[Directions for this task] Locate each line in the items below that contains the string "parking" and copy those lines, treating uppercase and lowercase letters as different.

--- --- ---

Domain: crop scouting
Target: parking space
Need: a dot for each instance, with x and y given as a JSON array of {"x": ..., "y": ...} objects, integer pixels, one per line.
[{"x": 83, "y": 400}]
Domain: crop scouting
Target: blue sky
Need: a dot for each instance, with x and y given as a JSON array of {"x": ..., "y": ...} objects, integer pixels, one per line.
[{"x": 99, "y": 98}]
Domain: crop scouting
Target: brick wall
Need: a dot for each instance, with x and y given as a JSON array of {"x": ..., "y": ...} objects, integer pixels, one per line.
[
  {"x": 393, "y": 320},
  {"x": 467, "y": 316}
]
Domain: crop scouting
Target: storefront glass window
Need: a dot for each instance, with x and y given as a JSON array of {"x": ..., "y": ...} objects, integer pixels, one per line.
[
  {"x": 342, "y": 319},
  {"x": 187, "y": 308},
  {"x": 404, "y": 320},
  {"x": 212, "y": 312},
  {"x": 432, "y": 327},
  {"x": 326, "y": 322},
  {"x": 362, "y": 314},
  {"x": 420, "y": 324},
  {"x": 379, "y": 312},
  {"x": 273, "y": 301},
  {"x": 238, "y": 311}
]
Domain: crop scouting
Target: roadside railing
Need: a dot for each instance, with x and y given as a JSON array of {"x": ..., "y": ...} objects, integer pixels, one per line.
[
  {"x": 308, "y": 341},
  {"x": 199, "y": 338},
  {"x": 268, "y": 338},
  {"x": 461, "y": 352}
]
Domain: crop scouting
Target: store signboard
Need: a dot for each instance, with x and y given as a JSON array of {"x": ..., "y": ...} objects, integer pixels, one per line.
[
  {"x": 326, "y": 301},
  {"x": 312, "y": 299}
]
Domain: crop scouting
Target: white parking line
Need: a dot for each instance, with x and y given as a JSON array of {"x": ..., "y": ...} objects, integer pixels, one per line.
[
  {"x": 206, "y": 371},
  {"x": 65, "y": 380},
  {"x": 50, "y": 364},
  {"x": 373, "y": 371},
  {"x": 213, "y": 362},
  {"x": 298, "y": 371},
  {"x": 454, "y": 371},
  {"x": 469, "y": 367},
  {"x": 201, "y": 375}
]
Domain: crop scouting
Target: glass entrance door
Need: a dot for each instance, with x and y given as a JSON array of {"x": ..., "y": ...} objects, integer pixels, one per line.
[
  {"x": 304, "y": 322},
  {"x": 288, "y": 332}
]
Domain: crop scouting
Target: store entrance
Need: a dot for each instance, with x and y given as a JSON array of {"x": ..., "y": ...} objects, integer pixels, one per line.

--- --- ---

[Full answer]
Target: parking space
Target: white parking line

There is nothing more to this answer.